#### SET OF TASKS
1: In the wildlife award announcement, which three awards are named?
2: From the wildlife award announcement, print the passage exactly, beginning at the words "The Hedgehog, Kestrel" and stopping after "their local wildlife.".

#### SUPPLIED PASSAGE
Hampshire & Isle of Wight Wildlife Trust launches new nature award scheme for children
Children looking for a new way to explore wildlife and have fun this Autumn can now become true nature nuts – with Hampshire & Isle of Wight Wildlife Trust’s new Wildlife Watch Awards.
The Hedgehog, Kestrel and Nature Ranger awards aim to nurture the next generation of naturalists by offering a way for children to explore and study nature, whether in an urban or rural setting. Activities will help transform children into bug hunters and bird detectives, getting them outside into gardens, parks, and nature reserves where they can find out about their local wildlife.

#### ENTRIES
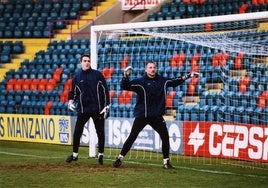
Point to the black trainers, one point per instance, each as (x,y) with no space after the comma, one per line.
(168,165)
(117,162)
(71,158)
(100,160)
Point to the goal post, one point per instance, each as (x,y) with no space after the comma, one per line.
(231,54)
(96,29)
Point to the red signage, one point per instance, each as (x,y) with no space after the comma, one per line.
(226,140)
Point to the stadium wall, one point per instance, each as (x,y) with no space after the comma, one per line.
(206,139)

...

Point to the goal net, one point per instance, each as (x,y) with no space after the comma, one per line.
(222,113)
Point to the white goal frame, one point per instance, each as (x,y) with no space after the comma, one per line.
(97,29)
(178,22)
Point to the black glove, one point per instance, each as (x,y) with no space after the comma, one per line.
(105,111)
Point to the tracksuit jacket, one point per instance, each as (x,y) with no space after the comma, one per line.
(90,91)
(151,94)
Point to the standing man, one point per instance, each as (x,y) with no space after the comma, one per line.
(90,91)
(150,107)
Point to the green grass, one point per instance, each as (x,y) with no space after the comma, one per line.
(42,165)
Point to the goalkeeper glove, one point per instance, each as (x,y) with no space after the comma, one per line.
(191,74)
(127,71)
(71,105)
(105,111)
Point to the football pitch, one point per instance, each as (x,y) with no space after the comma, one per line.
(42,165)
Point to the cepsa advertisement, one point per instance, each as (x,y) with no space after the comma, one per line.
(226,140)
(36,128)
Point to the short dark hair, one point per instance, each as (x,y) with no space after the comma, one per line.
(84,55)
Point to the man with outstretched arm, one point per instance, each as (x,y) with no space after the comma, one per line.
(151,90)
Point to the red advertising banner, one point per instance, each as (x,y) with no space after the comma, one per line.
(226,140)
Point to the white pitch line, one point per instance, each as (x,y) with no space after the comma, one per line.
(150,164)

...

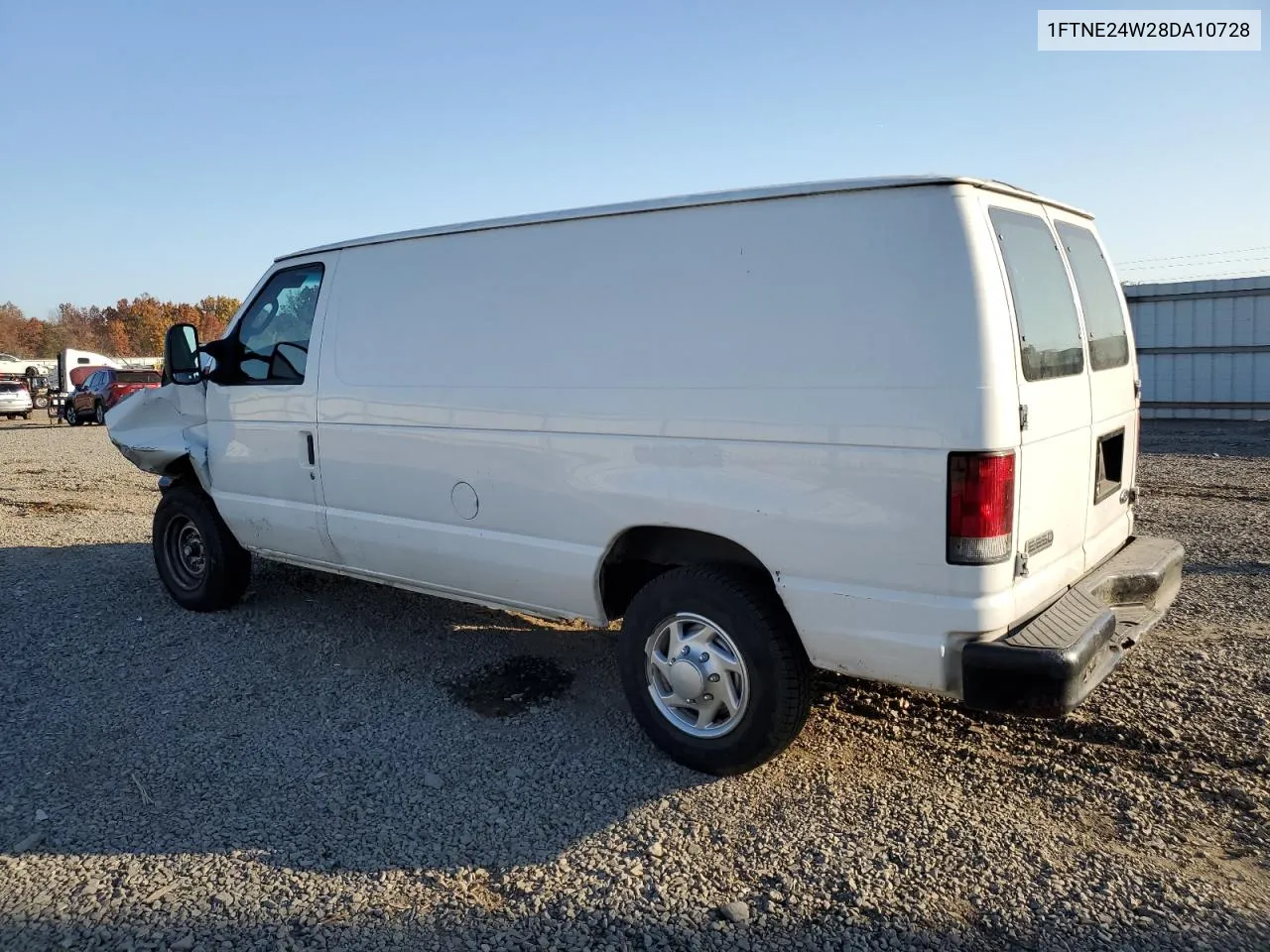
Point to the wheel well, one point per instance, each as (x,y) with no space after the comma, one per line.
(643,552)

#### SOLUTIONS TO THE TASKS
1: The Hedgehog, Kestrel and Nature Ranger awards.

2:
The Hedgehog, Kestrel and Nature Ranger awards aim to nurture the next generation of naturalists by offering a way for children to explore and study nature, whether in an urban or rural setting. Activities will help transform children into bug hunters and bird detectives, getting them outside into gardens, parks, and nature reserves where they can find out about their local wildlife.